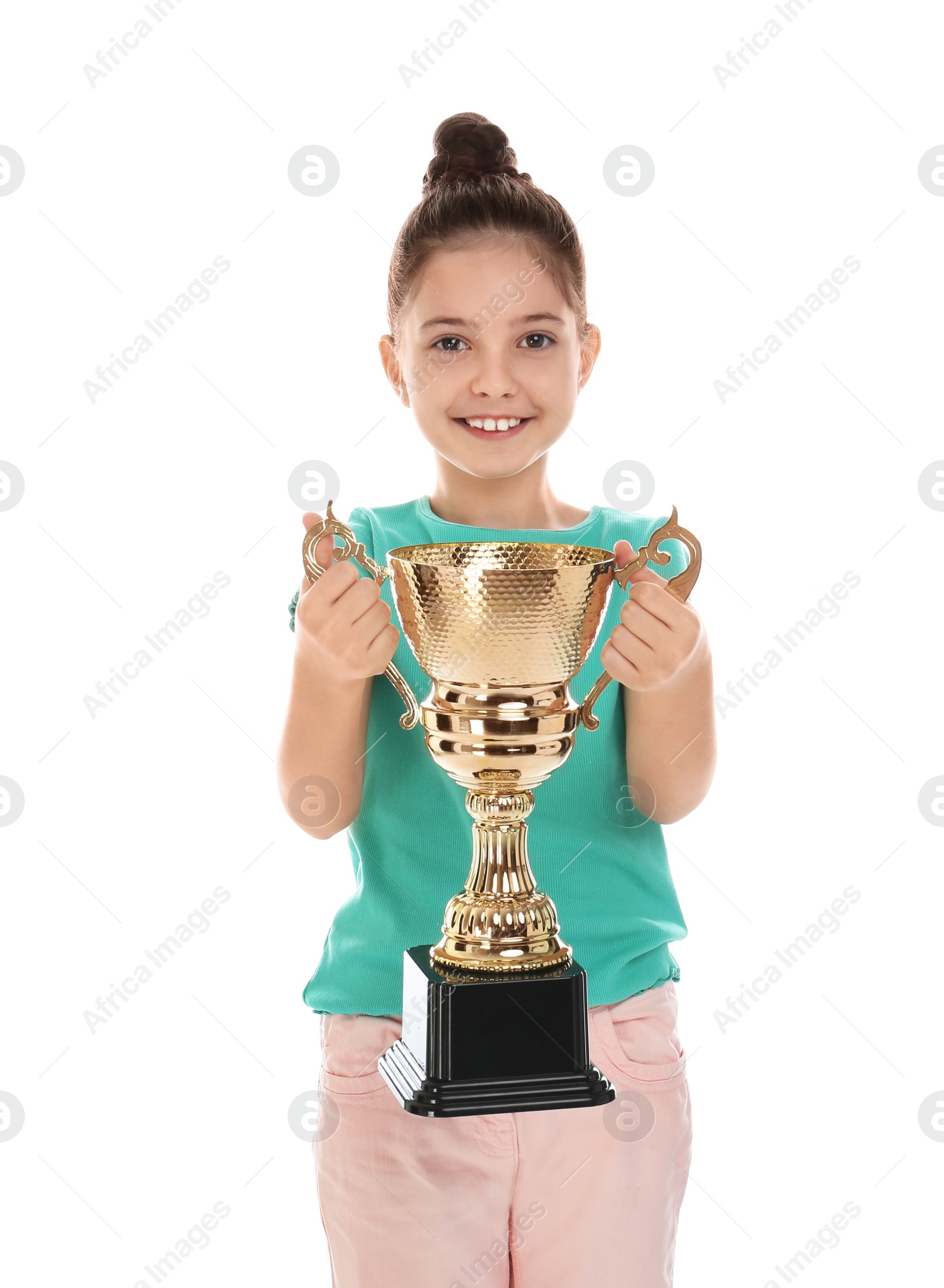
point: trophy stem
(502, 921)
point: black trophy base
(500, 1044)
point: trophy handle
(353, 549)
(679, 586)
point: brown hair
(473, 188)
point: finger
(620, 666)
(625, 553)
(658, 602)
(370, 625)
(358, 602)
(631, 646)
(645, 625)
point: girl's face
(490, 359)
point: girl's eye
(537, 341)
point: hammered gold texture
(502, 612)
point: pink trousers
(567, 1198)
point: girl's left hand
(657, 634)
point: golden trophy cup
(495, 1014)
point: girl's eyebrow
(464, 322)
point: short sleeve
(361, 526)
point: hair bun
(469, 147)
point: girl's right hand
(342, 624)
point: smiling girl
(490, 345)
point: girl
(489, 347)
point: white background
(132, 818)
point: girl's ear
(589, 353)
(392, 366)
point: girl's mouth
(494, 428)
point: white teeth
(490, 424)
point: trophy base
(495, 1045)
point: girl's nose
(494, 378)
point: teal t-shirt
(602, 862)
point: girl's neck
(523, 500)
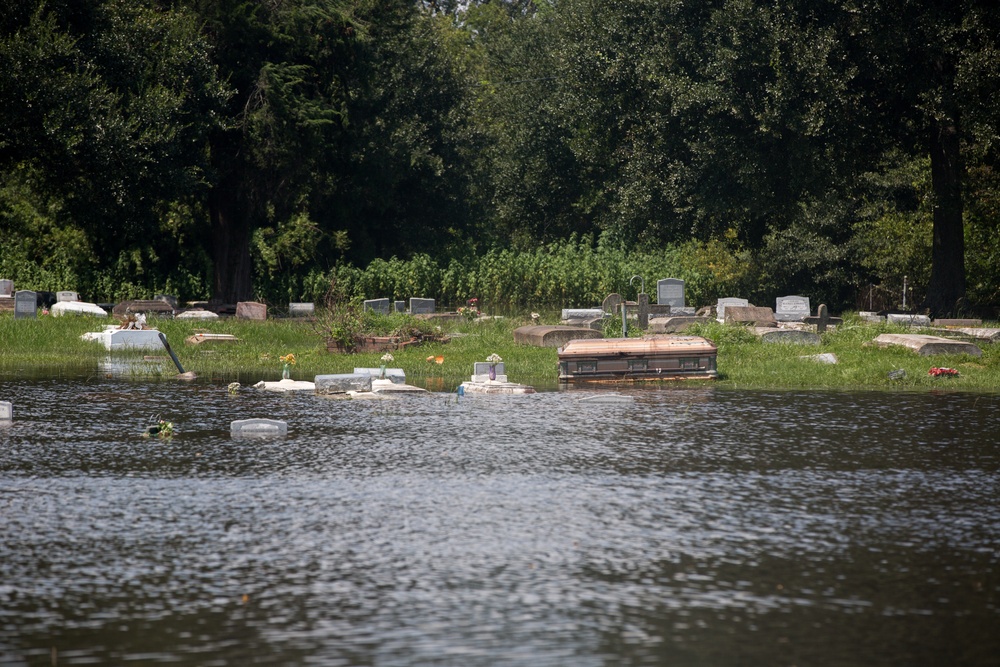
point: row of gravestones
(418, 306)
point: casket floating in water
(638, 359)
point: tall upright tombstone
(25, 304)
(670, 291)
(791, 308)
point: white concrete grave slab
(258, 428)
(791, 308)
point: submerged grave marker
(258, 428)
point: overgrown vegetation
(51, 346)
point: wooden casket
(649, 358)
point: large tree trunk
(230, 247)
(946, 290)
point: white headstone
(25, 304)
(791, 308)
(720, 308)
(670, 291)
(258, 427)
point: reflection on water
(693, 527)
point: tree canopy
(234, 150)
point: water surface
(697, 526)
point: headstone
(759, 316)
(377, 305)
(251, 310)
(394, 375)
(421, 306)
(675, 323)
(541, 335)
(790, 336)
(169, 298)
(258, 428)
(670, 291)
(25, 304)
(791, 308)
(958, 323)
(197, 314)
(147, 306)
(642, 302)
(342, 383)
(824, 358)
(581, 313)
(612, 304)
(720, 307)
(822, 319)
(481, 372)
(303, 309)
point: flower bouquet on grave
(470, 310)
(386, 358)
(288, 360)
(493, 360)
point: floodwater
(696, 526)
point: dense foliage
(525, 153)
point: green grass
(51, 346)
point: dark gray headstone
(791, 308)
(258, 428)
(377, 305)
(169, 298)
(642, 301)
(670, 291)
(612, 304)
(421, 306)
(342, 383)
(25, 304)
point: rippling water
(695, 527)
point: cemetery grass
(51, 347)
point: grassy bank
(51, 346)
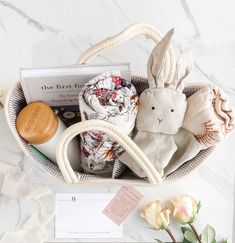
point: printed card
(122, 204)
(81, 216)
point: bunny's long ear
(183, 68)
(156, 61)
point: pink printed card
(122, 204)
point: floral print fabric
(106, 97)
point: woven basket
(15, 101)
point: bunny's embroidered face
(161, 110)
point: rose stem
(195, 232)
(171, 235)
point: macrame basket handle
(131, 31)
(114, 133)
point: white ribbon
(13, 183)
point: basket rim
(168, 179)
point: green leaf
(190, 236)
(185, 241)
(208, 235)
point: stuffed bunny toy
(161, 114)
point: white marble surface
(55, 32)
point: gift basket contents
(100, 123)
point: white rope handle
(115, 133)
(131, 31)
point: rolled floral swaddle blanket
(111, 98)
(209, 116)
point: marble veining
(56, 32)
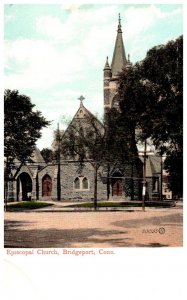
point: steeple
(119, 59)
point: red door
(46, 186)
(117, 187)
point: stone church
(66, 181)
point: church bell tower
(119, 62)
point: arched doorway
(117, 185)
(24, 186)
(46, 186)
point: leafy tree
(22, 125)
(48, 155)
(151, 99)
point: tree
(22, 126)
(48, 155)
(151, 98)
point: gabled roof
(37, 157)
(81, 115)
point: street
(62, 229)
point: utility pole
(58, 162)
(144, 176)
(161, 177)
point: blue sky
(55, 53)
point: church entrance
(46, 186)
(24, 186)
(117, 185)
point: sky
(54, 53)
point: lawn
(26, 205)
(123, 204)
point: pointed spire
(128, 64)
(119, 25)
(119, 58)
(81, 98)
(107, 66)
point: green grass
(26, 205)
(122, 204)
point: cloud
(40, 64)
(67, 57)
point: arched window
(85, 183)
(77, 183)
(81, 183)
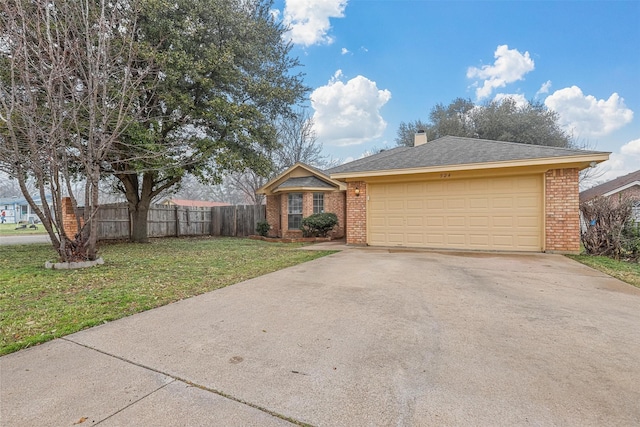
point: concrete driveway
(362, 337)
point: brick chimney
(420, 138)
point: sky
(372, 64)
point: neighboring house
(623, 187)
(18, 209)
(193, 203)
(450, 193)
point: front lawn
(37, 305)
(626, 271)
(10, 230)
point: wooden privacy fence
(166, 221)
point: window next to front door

★ ★ ★ ★ ★ ★ ★

### Task directions
Before duplicating, set the pictures aside; then output exactly the lines from the one with "point: white marble surface" through the end of the records, and only those.

### Exercise answer
point: white marble surface
(55, 32)
point: gift basket contents
(100, 123)
point: white rope handle
(115, 133)
(131, 31)
point: rolled floral swaddle blanket
(111, 98)
(209, 116)
point: marble veining
(56, 32)
point: steeple
(119, 59)
point: red door
(46, 186)
(117, 187)
point: stone church
(66, 181)
point: church bell tower
(119, 62)
point: arched doorway
(117, 185)
(24, 186)
(46, 186)
point: leafy tree
(22, 125)
(48, 155)
(151, 99)
point: tree
(22, 126)
(48, 155)
(151, 98)
point: gabled roof
(37, 157)
(81, 115)
point: street
(62, 229)
point: utility pole
(58, 162)
(144, 176)
(161, 177)
point: blue sky
(55, 53)
point: church entrance
(46, 186)
(24, 186)
(117, 185)
point: sky
(54, 53)
point: lawn
(26, 205)
(123, 204)
point: pointed spire
(128, 64)
(119, 25)
(119, 58)
(81, 98)
(107, 66)
point: green grass
(26, 205)
(122, 204)
point: cloud
(40, 64)
(67, 57)
point: arched window
(85, 183)
(77, 183)
(81, 183)
point: concrete driveway
(362, 337)
point: brick chimney
(420, 138)
point: sky
(372, 64)
point: neighboring house
(623, 187)
(18, 209)
(193, 203)
(450, 193)
point: front lawn
(37, 305)
(626, 271)
(10, 230)
point: wooden privacy fence
(166, 221)
point: window next to front door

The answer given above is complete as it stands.